== Extract provided ==
==*==

The fantasy-inspired mini editorials do the trick of erasing a less-than-glossy past: you forget that she actually did time as an ETC host alongside Patti Grandidge. She tells me about growing up middle class in Adelaide (“I probably had like, two pairs of shoes. All of my uniforms were secondhand”), and how when she first arrived here in Manila, she was sleeping on the floor surrounded by six other people.
Yet perpetuating la dolce vita doesn’t seem to be the point of Kim Jones being here. She is not on vacation—or at least, not anymore.
With Jones’s background in finance, command of social media, and careful toeing of that ever-so-tricky line between masa appeal and access to the velvet ropes, one can’t help but draw comparison to her trajectory and that of another Brit-done-time-in-Oz—the cunning, calculated Georgina Wilson, whose social media stock is in the millions, yet remains free from the clutches of noontime shows and the deciding hammer of TV networks. Wilson controls her 9 to 5, and handles each move, brand, and post with the utmost precision.

==*==

== Dataset extract ==
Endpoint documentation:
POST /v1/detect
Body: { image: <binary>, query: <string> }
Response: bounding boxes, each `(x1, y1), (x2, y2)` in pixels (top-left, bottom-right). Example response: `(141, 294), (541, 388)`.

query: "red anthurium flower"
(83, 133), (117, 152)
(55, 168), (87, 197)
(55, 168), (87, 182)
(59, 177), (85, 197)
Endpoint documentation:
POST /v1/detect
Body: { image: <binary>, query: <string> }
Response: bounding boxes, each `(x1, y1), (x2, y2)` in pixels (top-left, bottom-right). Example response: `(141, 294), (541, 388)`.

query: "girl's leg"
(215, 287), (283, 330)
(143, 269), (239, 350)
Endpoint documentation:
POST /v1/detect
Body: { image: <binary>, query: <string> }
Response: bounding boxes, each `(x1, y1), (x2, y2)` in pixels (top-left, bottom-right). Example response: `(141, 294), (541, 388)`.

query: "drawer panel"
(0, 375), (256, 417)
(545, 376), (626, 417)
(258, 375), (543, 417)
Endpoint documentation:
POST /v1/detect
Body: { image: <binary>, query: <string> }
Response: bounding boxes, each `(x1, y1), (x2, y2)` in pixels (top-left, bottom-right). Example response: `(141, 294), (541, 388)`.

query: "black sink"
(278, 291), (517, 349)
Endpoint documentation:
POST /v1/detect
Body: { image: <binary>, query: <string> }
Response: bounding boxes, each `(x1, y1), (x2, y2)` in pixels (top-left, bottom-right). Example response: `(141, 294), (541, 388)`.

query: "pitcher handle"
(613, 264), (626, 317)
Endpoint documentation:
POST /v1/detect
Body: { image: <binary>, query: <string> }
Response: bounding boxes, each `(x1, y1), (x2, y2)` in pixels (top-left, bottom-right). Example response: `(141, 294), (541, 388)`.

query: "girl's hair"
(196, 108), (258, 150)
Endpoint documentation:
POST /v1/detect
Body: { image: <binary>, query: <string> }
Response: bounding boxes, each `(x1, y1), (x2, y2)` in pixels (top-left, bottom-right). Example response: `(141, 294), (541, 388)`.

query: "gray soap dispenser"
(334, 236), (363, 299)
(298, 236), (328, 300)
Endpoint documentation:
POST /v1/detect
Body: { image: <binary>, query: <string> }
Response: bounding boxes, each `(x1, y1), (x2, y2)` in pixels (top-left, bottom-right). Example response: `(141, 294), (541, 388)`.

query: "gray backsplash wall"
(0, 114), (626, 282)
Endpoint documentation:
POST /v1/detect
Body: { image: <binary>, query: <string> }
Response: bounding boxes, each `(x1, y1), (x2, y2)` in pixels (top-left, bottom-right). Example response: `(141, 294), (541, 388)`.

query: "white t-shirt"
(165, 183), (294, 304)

==*==

== Your tasks ==
**a.** Return the stretch of the Kim Jones profile from "The fantasy-inspired mini" through "least, not anymore.", copied word for word.
**b.** According to the Kim Jones profile, how many other people was she sleeping on the floor with when she first arrived in Manila?
**c.** Continue the Kim Jones profile from the point where it stops.

== List of answers ==
**a.**
The fantasy-inspired mini editorials do the trick of erasing a less-than-glossy past: you forget that she actually did time as an ETC host alongside Patti Grandidge. She tells me about growing up middle class in Adelaide (“I probably had like, two pairs of shoes. All of my uniforms were secondhand”), and how when she first arrived here in Manila, she was sleeping on the floor surrounded by six other people.
Yet perpetuating la dolce vita doesn’t seem to be the point of Kim Jones being here. She is not on vacation—or at least, not anymore.

**b.** Six other people.

**c.**
Jones has yet to achieve the same level of anal, almost obsessive control over her image. Right now, she’s more concerned with staying true to who she is, refusing to accept free clothes or any offers for plastic surgery, and making sure her hemlines don’t go too high (she tells her manager Vanessa, right before bounding in front of Mark Nicdao’s lens, to “watch her skirt”). The opportunity, however, is undeniable: the creeping realization that she could be the respectable, premium social media star that is easy to find all over the world, but the Philippines has yet to cultivate. If—and only if—she chose to play the game, she could be Wilson, or the digital version of her: queen of endorsements, friend to all collaborative brands, dream selfie of every makeup artist’s Instagram account.
Of course Jones knows what her social media audience (typically females, between the ages of 18-34) likes and wants, but perhaps there lies the difference. What they “like” is simple: “I’ve done a lot of travel posts because it’s very much a part of who I am, but the local ones are by far the most popular,” she explains. “Maybe the interest is from seeing the Philippines through the eyes of someone that didn’t grow up here.”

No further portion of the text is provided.